### [What needs to be done]
Rewrite the items from the line containing "on the triangular" through the end of the items, renaming every "Shelf audit" as "Stock audit" and leaving everything else unchanged; omit the pictures.

### [Supplied records]
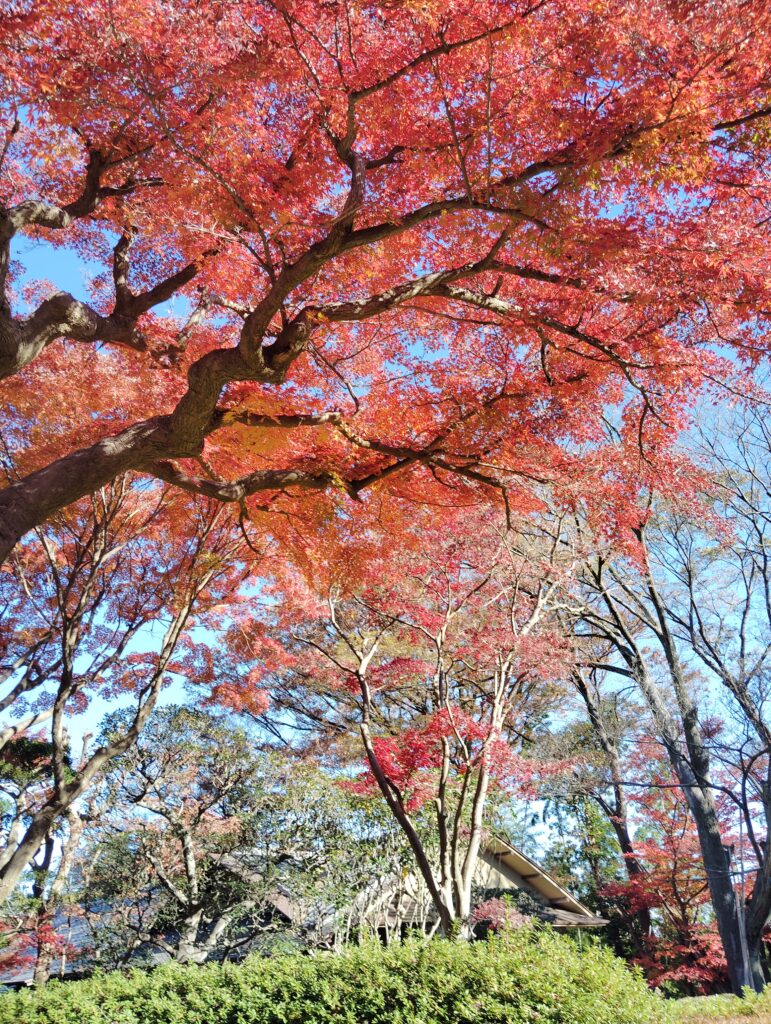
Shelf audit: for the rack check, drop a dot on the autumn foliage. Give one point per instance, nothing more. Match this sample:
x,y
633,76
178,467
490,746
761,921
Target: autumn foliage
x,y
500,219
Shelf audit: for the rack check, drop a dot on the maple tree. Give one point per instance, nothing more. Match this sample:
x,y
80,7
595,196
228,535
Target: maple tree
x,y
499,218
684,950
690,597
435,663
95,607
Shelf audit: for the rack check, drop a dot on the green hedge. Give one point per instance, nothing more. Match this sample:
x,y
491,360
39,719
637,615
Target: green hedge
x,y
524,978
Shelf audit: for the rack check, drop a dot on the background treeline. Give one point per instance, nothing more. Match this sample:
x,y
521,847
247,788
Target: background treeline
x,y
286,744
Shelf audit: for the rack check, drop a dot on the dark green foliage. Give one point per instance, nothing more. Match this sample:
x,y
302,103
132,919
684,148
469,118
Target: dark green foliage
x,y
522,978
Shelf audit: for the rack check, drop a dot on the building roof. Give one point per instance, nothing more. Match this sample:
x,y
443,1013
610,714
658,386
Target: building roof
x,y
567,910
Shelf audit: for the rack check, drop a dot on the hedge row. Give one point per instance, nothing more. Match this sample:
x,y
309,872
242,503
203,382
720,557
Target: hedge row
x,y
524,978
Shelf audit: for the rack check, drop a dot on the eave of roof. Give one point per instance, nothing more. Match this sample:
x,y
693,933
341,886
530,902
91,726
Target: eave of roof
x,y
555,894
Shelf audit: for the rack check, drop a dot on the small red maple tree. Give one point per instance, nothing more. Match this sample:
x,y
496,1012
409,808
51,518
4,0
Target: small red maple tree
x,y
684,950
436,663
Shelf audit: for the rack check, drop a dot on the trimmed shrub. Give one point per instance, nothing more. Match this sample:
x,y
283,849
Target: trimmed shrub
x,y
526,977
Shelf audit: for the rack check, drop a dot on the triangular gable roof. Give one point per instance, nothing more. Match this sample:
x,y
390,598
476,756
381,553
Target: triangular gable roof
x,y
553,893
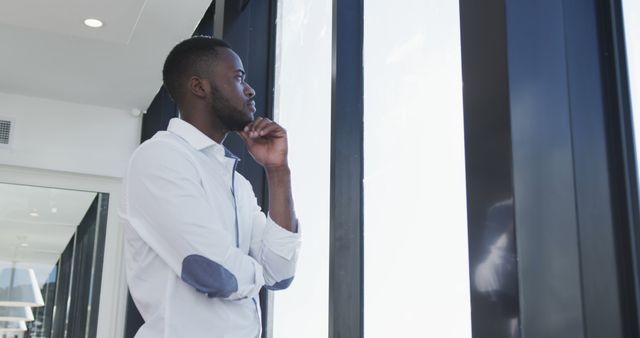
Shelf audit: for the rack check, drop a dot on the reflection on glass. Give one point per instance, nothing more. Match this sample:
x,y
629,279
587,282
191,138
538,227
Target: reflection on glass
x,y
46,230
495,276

### [Response to this task]
Stock audit: for the rack check, drop a dot on the triangular gable roof. Give one point per instance, nothing more. Match this sample:
x,y
390,598
476,756
381,553
Target: triangular gable roof
x,y
553,893
Stock audit: for the rack check, drop a dot on the reflection on glass. Give one point per instance, nothing more. Match this sample:
x,y
629,279
587,282
191,138
538,227
Target: reflection on glass
x,y
46,230
495,276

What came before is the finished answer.